** start SUPPLIED DATA **

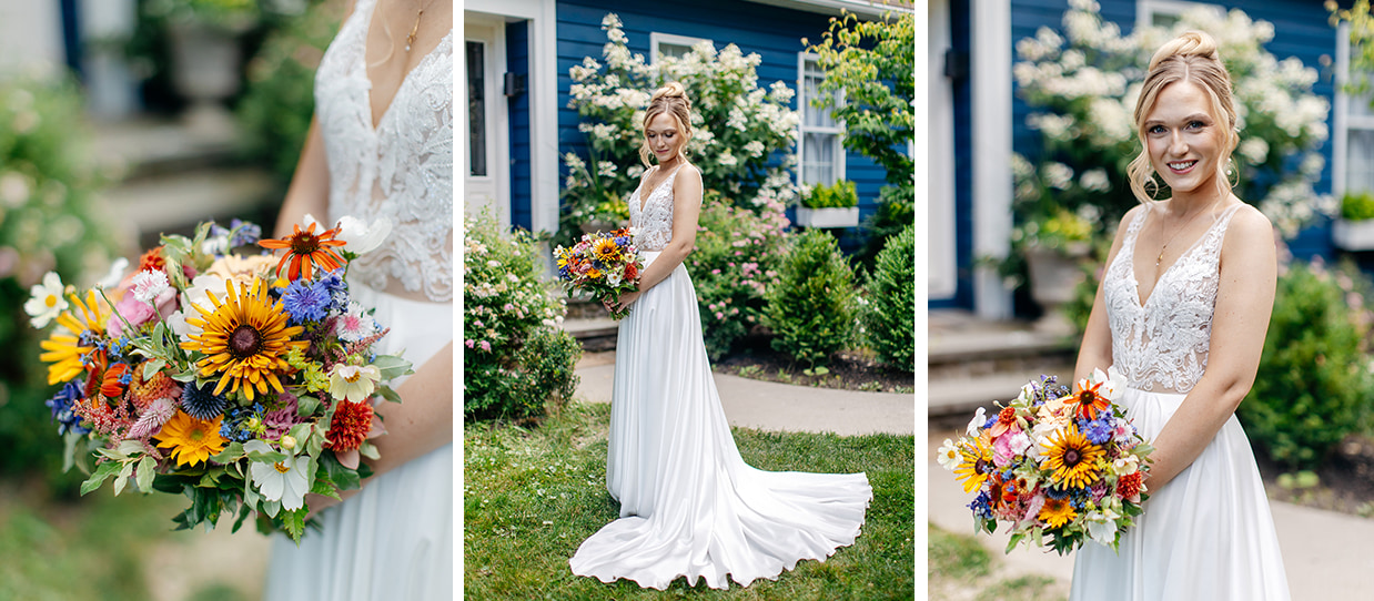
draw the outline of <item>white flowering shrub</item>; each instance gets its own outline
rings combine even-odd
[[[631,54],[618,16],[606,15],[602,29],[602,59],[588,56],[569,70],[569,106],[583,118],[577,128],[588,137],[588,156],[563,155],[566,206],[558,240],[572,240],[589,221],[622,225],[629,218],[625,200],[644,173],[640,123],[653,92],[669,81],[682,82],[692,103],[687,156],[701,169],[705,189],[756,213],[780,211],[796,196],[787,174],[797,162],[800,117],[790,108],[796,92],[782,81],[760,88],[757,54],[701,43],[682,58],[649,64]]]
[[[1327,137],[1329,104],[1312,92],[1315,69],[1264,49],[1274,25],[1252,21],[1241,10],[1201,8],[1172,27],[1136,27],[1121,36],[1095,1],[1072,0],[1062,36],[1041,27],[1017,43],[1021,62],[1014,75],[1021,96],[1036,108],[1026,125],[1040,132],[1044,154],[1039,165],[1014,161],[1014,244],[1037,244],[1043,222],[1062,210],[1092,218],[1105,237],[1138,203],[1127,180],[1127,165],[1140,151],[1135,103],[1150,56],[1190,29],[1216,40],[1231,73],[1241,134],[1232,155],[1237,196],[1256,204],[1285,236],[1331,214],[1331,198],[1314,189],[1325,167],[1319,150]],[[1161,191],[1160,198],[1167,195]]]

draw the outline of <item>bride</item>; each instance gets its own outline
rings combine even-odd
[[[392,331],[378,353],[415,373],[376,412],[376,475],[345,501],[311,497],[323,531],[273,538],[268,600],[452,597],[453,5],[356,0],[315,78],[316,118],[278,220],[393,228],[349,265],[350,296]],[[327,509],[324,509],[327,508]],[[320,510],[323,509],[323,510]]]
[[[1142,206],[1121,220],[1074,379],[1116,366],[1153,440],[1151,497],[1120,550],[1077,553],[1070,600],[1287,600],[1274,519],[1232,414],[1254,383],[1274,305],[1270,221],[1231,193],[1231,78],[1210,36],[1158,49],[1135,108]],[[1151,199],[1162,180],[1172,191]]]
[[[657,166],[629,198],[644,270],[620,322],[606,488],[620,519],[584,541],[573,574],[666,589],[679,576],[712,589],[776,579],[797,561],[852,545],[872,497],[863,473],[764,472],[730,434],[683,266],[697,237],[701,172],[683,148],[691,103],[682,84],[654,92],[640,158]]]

** end SUPPLIED DATA **
** start SUPPLIED DATA **

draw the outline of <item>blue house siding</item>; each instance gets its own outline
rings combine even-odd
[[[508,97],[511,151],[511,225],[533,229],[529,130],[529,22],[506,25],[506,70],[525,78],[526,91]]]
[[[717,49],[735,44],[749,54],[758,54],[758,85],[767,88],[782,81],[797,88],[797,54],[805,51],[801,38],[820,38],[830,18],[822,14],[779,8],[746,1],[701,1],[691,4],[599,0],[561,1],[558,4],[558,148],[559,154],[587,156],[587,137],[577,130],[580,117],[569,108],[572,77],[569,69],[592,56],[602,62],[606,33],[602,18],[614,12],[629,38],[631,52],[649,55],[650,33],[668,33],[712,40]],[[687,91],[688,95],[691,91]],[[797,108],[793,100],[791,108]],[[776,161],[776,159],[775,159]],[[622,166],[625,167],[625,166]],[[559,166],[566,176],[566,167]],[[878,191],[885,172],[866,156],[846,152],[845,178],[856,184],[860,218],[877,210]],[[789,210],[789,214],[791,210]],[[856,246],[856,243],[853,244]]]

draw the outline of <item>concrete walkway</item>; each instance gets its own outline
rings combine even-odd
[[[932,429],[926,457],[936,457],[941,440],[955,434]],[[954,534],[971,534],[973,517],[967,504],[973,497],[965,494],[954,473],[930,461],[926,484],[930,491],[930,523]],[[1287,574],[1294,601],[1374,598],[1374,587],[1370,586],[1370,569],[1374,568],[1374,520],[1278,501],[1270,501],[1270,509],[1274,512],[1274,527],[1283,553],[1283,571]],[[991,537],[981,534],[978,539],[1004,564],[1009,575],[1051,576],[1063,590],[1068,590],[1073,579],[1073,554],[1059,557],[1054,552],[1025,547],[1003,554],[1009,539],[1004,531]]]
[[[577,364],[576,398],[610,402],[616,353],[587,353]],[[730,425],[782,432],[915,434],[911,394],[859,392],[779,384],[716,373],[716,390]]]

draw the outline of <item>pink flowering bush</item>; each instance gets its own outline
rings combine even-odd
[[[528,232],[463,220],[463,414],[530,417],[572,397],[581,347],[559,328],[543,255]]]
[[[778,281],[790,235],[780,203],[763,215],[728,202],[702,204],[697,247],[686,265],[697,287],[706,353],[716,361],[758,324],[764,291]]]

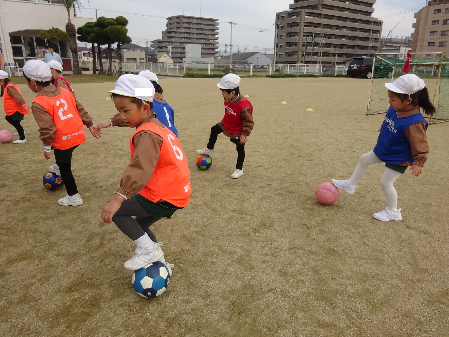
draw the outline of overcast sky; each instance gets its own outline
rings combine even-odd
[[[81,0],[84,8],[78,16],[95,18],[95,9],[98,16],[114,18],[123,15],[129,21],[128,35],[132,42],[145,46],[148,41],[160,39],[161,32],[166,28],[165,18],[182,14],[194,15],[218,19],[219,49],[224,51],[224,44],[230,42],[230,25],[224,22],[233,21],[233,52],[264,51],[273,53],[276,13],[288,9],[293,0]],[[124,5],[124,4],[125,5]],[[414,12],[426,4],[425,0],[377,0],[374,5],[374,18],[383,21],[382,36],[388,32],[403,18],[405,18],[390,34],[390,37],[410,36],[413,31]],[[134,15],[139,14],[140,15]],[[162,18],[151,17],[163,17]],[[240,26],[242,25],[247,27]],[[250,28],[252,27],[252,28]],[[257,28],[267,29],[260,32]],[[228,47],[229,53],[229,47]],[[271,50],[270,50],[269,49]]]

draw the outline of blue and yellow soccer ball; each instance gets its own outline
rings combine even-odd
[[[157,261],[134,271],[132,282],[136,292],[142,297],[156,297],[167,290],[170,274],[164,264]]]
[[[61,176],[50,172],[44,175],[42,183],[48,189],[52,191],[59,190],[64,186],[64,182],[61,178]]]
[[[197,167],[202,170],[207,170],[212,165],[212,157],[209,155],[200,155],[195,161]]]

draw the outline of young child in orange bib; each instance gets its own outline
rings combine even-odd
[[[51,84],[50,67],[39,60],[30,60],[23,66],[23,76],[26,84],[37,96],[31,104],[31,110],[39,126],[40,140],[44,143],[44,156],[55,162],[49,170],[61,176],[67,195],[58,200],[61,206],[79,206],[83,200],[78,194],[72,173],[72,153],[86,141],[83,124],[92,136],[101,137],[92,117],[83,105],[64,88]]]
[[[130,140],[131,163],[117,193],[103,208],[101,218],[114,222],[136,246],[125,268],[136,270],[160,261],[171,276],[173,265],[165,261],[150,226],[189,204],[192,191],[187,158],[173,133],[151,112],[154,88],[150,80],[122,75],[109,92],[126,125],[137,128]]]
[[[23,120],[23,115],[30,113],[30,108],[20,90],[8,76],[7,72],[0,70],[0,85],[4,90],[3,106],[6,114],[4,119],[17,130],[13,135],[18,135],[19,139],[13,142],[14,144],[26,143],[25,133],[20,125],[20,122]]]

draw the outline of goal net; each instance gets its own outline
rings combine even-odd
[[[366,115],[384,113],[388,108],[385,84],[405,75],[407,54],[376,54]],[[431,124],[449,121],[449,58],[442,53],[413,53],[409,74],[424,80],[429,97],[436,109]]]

** end SUPPLIED DATA **

» TASK TO COMPLETE
Copy every line of the entries above that contains the word "outline". Case counts.

» ANSWER TO THE EXERCISE
draw the outline of <item>white flowering shrub</item>; each instance gets its own outline
draw the outline of <item>bride</item>; each instance gets its own outline
draw the outline of <item>blue house siding</item>; each instance gets its own outline
draw the outline of <item>concrete walkway</item>; each instance gets its own outline
draw the outline of <item>pink flowering bush</item>; each instance gets its own outline
draw the outline of overcast sky; each instance gets its own outline
draw the outline of blue and yellow soccer ball; each instance gets its own outline
draw the outline of young child in orange bib; each instance gets its own outline
draw the outline of goal net; each instance gets its own outline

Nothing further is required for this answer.